--- START OF Data section ---

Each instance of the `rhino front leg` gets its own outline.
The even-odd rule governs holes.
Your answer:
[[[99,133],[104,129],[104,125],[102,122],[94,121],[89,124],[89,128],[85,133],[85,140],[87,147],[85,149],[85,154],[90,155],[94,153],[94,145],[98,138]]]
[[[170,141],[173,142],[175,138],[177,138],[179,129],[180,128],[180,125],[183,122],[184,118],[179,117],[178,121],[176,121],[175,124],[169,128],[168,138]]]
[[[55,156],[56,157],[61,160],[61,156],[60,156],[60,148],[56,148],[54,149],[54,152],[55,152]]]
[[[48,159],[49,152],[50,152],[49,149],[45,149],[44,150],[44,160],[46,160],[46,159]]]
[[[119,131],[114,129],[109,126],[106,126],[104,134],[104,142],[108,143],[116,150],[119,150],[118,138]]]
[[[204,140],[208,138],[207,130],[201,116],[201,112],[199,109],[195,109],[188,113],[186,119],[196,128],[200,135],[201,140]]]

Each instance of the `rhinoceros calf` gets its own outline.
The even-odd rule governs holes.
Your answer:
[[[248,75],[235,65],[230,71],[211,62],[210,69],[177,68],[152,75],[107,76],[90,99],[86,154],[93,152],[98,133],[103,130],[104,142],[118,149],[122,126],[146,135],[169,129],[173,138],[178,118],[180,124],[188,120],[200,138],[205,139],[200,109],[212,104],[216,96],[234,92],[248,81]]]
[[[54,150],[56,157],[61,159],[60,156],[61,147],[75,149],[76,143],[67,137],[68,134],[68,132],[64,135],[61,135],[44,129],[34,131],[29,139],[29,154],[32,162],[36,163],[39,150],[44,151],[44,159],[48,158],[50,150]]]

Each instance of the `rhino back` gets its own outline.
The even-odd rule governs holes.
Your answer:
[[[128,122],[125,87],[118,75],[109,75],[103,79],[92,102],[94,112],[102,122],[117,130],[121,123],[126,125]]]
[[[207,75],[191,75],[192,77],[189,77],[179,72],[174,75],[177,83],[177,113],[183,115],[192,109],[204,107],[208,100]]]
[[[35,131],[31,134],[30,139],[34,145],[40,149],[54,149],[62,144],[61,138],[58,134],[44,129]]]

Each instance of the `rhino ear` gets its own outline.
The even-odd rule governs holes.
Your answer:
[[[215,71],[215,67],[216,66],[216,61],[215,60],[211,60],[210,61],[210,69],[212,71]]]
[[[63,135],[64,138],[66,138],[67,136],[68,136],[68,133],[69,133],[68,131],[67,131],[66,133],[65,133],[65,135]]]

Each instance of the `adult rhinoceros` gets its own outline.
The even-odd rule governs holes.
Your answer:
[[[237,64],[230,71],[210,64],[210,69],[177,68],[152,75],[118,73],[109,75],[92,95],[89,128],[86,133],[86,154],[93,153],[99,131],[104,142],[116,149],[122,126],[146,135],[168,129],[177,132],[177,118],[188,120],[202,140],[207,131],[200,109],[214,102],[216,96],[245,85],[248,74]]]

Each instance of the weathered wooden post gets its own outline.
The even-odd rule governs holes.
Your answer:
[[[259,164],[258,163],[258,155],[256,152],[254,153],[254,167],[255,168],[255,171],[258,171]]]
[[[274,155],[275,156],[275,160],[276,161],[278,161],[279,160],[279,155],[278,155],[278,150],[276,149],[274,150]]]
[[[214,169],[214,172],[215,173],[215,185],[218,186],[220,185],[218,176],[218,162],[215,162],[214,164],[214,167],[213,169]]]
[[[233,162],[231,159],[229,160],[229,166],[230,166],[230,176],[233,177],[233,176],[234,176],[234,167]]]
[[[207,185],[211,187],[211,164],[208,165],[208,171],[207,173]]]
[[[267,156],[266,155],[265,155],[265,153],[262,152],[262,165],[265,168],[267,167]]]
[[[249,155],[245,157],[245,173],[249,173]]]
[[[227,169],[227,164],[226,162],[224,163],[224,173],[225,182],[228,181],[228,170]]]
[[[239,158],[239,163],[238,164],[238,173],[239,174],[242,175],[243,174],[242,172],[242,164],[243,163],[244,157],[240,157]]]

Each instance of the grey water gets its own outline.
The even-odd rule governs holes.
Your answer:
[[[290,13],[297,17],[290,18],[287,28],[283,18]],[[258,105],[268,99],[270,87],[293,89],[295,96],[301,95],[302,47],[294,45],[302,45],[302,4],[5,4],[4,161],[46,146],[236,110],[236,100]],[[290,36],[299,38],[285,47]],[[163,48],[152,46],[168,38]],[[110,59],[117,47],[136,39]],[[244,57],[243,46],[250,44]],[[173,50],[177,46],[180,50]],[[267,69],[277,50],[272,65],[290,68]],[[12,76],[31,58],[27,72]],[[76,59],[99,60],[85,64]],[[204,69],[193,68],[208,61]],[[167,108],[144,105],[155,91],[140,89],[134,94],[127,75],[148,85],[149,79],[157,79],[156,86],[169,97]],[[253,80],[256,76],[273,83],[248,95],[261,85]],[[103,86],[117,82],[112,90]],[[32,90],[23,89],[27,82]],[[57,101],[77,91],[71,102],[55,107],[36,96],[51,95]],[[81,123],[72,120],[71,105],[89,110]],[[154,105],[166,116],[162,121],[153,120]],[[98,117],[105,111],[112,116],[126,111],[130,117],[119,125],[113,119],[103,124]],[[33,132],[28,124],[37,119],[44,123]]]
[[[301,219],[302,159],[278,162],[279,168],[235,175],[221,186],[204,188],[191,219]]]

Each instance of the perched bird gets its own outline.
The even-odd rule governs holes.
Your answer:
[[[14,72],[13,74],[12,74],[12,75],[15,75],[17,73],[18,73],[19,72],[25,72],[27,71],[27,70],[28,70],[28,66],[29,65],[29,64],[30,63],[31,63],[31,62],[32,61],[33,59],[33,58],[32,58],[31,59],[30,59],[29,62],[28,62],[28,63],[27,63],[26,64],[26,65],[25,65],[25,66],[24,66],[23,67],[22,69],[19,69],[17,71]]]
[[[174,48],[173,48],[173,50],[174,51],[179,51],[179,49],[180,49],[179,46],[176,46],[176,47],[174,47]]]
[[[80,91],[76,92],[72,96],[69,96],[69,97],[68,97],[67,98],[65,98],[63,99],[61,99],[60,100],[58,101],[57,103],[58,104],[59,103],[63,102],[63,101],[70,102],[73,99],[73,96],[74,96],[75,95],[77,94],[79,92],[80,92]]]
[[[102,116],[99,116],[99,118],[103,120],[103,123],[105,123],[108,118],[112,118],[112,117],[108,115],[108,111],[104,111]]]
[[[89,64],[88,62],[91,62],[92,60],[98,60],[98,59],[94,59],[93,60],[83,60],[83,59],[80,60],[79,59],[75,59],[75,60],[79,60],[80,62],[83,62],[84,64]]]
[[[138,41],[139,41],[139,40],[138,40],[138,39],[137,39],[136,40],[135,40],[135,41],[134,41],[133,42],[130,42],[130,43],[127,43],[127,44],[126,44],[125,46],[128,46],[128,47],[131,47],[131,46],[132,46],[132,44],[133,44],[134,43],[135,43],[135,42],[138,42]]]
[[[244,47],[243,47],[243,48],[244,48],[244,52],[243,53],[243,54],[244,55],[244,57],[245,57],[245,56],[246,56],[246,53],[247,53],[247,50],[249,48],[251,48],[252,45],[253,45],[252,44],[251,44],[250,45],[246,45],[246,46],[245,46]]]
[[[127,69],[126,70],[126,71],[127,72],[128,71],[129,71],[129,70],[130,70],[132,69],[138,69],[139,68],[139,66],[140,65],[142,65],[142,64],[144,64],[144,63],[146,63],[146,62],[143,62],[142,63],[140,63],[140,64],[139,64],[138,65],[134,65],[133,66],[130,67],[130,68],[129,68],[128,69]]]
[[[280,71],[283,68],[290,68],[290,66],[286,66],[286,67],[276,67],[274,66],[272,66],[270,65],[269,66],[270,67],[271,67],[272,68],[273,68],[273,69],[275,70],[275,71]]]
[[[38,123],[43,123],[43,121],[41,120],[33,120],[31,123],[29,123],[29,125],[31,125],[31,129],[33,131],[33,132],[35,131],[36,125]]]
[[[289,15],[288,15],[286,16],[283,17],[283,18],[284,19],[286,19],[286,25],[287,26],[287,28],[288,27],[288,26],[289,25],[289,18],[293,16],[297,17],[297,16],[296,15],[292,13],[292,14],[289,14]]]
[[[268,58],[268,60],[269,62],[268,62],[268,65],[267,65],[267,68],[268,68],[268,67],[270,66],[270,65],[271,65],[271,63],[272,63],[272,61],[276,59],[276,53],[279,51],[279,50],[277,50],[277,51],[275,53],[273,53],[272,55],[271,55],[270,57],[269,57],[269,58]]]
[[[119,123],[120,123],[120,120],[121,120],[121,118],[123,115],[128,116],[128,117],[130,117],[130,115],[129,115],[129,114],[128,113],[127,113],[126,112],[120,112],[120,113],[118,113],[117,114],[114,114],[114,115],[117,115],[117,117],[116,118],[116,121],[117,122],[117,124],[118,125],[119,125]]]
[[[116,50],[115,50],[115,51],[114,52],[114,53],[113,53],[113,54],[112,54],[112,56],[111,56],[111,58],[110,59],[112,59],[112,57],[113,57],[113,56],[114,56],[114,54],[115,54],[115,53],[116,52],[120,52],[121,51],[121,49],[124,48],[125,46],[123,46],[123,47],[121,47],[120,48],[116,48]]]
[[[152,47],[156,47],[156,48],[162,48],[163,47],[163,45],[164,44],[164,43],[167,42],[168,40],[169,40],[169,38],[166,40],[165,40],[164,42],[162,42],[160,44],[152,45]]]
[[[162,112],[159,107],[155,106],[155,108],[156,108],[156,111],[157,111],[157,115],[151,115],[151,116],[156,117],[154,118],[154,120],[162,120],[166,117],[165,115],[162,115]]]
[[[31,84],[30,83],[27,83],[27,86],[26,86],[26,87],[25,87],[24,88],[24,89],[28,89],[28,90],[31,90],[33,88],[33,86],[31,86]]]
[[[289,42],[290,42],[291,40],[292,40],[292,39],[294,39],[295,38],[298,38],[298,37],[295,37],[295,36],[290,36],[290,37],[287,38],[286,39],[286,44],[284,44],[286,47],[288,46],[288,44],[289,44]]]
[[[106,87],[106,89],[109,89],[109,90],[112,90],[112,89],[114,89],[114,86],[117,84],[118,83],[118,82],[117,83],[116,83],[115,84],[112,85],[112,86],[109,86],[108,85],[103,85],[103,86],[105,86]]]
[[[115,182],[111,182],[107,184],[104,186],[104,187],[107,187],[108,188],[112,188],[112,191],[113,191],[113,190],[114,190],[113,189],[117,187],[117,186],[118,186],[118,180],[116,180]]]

--- END OF Data section ---

Problem description:
How many lines of the data above contain the string "rhinoceros"? Case matters. Reply with the number only.

Written solution:
2